— BEGIN Exercise inputs —

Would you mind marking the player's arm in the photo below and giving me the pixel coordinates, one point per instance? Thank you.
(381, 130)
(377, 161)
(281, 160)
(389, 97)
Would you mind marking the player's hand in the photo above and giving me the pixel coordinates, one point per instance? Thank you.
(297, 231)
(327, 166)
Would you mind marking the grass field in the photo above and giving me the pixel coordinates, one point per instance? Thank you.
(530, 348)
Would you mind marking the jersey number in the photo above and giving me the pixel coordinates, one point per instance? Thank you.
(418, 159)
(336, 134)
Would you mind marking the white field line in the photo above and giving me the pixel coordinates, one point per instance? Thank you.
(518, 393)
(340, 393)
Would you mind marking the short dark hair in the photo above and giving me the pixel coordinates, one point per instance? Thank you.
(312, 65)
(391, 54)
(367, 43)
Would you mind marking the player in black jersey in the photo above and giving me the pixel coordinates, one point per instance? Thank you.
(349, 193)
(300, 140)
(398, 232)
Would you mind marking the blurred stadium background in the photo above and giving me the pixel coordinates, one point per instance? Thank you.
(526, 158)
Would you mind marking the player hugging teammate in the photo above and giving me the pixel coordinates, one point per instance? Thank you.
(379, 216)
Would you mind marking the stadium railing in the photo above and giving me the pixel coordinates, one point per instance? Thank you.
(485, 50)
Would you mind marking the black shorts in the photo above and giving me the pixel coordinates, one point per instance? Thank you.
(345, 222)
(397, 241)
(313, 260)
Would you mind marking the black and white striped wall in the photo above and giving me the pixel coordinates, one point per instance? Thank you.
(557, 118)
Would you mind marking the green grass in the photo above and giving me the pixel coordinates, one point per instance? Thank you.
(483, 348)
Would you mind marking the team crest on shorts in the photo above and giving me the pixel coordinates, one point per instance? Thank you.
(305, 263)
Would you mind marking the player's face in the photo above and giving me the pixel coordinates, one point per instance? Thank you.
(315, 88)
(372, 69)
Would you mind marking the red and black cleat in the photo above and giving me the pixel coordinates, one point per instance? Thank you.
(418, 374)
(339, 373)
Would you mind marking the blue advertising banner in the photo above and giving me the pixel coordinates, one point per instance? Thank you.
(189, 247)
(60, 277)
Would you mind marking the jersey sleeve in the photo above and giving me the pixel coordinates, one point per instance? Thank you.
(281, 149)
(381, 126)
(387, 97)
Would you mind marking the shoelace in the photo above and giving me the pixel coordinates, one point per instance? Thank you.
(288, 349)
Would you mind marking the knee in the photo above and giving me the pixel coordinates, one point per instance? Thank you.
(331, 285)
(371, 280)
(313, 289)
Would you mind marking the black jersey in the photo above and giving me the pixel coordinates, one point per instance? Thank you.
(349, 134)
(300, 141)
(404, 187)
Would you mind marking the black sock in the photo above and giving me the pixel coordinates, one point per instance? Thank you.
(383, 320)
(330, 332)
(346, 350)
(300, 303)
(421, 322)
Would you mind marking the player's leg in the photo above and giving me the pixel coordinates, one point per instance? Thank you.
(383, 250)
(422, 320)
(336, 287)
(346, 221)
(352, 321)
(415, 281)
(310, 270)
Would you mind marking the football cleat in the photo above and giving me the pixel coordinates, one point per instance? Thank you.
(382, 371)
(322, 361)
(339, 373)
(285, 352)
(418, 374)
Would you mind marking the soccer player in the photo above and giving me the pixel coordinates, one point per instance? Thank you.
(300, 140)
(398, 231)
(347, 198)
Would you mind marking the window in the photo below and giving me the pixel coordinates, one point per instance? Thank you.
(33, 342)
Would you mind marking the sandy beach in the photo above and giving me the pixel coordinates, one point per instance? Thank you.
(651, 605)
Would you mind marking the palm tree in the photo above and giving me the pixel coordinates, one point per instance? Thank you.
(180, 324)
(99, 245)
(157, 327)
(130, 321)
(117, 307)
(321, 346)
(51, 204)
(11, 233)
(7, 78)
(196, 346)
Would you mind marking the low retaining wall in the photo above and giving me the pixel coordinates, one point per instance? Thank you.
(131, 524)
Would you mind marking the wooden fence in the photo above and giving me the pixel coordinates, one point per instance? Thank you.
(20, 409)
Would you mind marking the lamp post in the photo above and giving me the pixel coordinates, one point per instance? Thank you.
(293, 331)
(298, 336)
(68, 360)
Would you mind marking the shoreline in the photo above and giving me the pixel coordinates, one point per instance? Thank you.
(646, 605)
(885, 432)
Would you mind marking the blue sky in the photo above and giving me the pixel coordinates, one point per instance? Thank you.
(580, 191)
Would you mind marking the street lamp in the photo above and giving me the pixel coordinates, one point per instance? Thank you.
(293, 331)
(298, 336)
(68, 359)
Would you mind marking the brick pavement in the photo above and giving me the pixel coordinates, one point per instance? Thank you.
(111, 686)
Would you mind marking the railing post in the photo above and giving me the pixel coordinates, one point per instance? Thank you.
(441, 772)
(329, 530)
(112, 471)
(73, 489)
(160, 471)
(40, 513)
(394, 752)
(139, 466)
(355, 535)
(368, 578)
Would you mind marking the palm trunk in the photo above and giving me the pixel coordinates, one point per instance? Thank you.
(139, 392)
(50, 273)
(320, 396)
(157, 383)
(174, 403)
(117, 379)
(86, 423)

— END Exercise inputs —

Extract exactly the lines between the line containing "Would you mind marking the shoreline" and the end of the data, including both.

**Full answer**:
Would you mind marking the shoreline in the photo above and giving me the pixel coordinates, one point per instance? Thank you.
(646, 605)
(885, 432)
Would you mind marking the blue sky in the photo above and giving me the pixel coordinates, one point per instance? Thank you.
(580, 191)
Would you mind marking the street lamp in the photo above and giving me the pixel coordinates, one point per instance? Thank you.
(293, 331)
(298, 336)
(68, 359)
Would you mind marking the brick pavement in the photo above and giving me the pixel coordinates, one point per instance? Thank you.
(111, 686)
Would you mind marking the railing post in the photo above and giving me the pixel coordinates, one point per instance? Thank you.
(441, 772)
(329, 530)
(112, 471)
(73, 489)
(160, 471)
(40, 513)
(394, 752)
(139, 466)
(355, 535)
(368, 578)
Would you mind marking the palm trunk in the photo above and giving me the pixel coordinates, one point per instance? Thank you.
(139, 392)
(50, 273)
(320, 396)
(157, 383)
(174, 403)
(117, 379)
(86, 423)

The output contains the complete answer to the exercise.